### Directives
**A.** In the WIC essay, rewrite the part that opens with the words containing "Military families qualify" and closes with "in military life.", changing "Basic Pay" to "base salary".
**B.** According to the WIC essay, how are WIC items marked in grocery stores?

### Supplied text

Regular WIC appointments check the weight and iron levels of family members. When I was pregnant, the WIC staff was the first to notice my low iron. The nutritionist encouraged me to eat more iron-rich food and to follow up with my OB-GYN.

Healthier Meals

WIC vouchers are for specific foods, so our family has grown used to cooking our own meals at home, with lots of fresh fruits and veggies, beans, and whole grains. Keeping healthy foods in the pantry and using WIC recipes has been beneficial to our family’s eating habits. Some of our go-to weekday meals are even nutritionist-approved.

Brand Recognition

In grocery stores, WIC items are indicated with stickers. My children are used to choosing WIC cereal and juice. They know the WIC choices are low-sugar options like Cheerios or Rice Krispies and they don’t even ask for the sugary ones. Recently, I asked my eight-year-old to grab any loaf of bread. She came back with the WIC-approved brand of whole wheat bread. My daughter recognizes whole wheat bread as “the normal kind” now.

Why do military families need WIC?

There are WIC offices on most military bases, including those overseas, because many military families fall within the low-income target. For a family of three, that’s a household income less than $37, 296 per year. Most single income parents from enlisted ranks 1-7 and the first officer rank will qualify for WIC. That’s why even after 15 years of military service and multiple meritorious promotions, my Marine’s income still puts our family of six within the WIC poverty qualification.

Military families qualify for federal poverty assistance because it is calculated on the service member’s Basic Pay. Yes, it’s true that military benefits include additional payments for housing and food (BAH and BAS) that are not part of Basic Pay. It’s also true that many military families are limited to one income. The presence of WIC on military bases is a helpful service, but it indicates a deeper problem in military life.

Point labeling examples

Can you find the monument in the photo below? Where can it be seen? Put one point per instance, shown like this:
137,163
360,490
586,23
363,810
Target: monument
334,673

### Worked answers
**A.**
Military families qualify for federal poverty assistance because it is calculated on the service member’s base salary. Yes, it’s true that military benefits include additional payments for housing and food (BAH and BAS) that are not part of base salary. It’s also true that many military families are limited to one income. The presence of WIC on military bases is a helpful service, but it indicates a deeper problem in military life.

**B.** With stickers.